Lesetext ▸
··········

China greift in die Autonomie Hongkongs ein. Das neue Gesetz aus China könnte ein historischer Wendepunkt für die ehemalige britische Kolonie werden. Fragen und Antworten.
Es dürfte der bisher stärkste Eingriff in Hongkongs Autonomie werden. Chinas Pläne für ein Gesetz zum Schutz der nationalen Sicherheit in der Sonderverwaltungsregion gelten als historischer Wendepunkt für die ehemalige britische Kronkolonie. Mit dem Grundsatz "ein Land, zwei Systeme" war den sieben Millionen Hongkongern bei der Rückgabe 1997 an China eigentlich versprochen worden, dass ihre Rechte und Freiheiten für 50 Jahre unangetastet bleiben würden.
Was hat es mit dem Gesetz auf sich?
Das Gesetz soll Aktivitäten, die als Gefahr für die nationale Sicherheit betrachtet werden, "verhindern, stoppen und bestrafen". Der Beschluss nennt eher vage Tätigkeiten, "das Land zu spalten, die Staatsgewalt zu untergraben" sowie "terroristische Aktivitäten und anderes Verhalten, das die nationale Sicherheit ernsthaft gefährdet". China wendet sich auch entschieden gegen Einmischung in Hongkongs Angelegenheiten "durch ausländische und externe Kräfte, egal in welcher Form". Es wolle "notwendige Gegenmassnahmen" ergreifen.

··········

Angezeigte Einträge ▸
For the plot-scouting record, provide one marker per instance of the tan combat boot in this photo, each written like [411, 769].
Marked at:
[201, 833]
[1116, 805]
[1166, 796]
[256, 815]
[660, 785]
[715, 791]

··········

Zu erledigende Aufgaben ▸
- a) Kopieren Sie aus dem Lesetext über Hongkongs Autonomie wortgetreu die Passage, die mit „China greift in“ beginnt und bis einschließlich „Gesetz auf sich?“ reicht.
- b) Beantworten Sie anhand des Lesetexts über Hongkongs Autonomie die folgenden Fragen.
(i) In welchem Jahr wurde Hongkong an China zurückgegeben?
(ii) Für wie viele Jahre sollten die Rechte und Freiheiten der Hongkonger laut dem Grundsatz „ein Land, zwei Systeme“ unangetastet bleiben?
(iii) Welche drei Verben beschreiben, was das Gesetz mit Aktivitäten tun soll, die als Gefahr für die nationale Sicherheit gelten?
- c) Schreiben Sie den Lesetext über Chinas Sicherheitsgesetz für Hongkong im Anschluss an seinen letzten Satz weiter.

Ergebnisse je Aufgabe ▸
- a)
China greift in die Autonomie Hongkongs ein. Das neue Gesetz aus China könnte ein historischer Wendepunkt für die ehemalige britische Kolonie werden. Fragen und Antworten.
Es dürfte der bisher stärkste Eingriff in Hongkongs Autonomie werden. Chinas Pläne für ein Gesetz zum Schutz der nationalen Sicherheit in der Sonderverwaltungsregion gelten als historischer Wendepunkt für die ehemalige britische Kronkolonie. Mit dem Grundsatz "ein Land, zwei Systeme" war den sieben Millionen Hongkongern bei der Rückgabe 1997 an China eigentlich versprochen worden, dass ihre Rechte und Freiheiten für 50 Jahre unangetastet bleiben würden.
Was hat es mit dem Gesetz auf sich?

- b)
(i) 1997
(ii) 50 Jahre
(iii) verhindern, stoppen und bestrafen

- c)
Wann tritt das Gesetz in Kraft?
Der Volkskongress hat nun zunächst nur über einen Beschluss abgestimmt, nicht über das fertige Gesetz. Der Beschluss ermächtigt allerdings den Ständigen Ausschuss des Parlaments, ein nationales Sicherheitsgesetz für Hongkong auszuarbeiten und in den Annex des Hongkonger Grundgesetzes einzufügen, womit es dort in Kraft tritt. Katja Drinhausen vom China-Institut Merics in Berlin rechnet damit, dass dies schon "in den kommenden Monaten" geschieht.
Welche rechtliche Grundlage gibt es für das Gesetz?
Tatsächlich hat Peking die Möglichkeit, gewisse Gesetze über den Annex der Hongkonger Mini-Verfassung auf den Weg zu bringen. Allerdings galt für das Sicherheitsgesetz bisher ein anderer Weg: Artikel 23 der Verfassung gibt der Sonderverwaltungsregion das Recht und die Pflicht, selbst eine nationale Sicherheitsgesetzgebung auszuarbeiten. Aufgrund öffentlichen Widerstands ist dies in den mehr als zwei Jahrzehnten seit der Rückgabe an China allerdings nicht geschehen. Nun legt Peking selbst Hand an. Zwar müssen laut Merics-Expertin Drinhausen auch noch die Hongkonger Regierung und das Basic Law Committee der Stadt konsultiert werden, dabei sei aber kein grundlegender Widerstand zu erwarten.
Soll Chinas Staatssicherheit in Hongkong aktiv werden?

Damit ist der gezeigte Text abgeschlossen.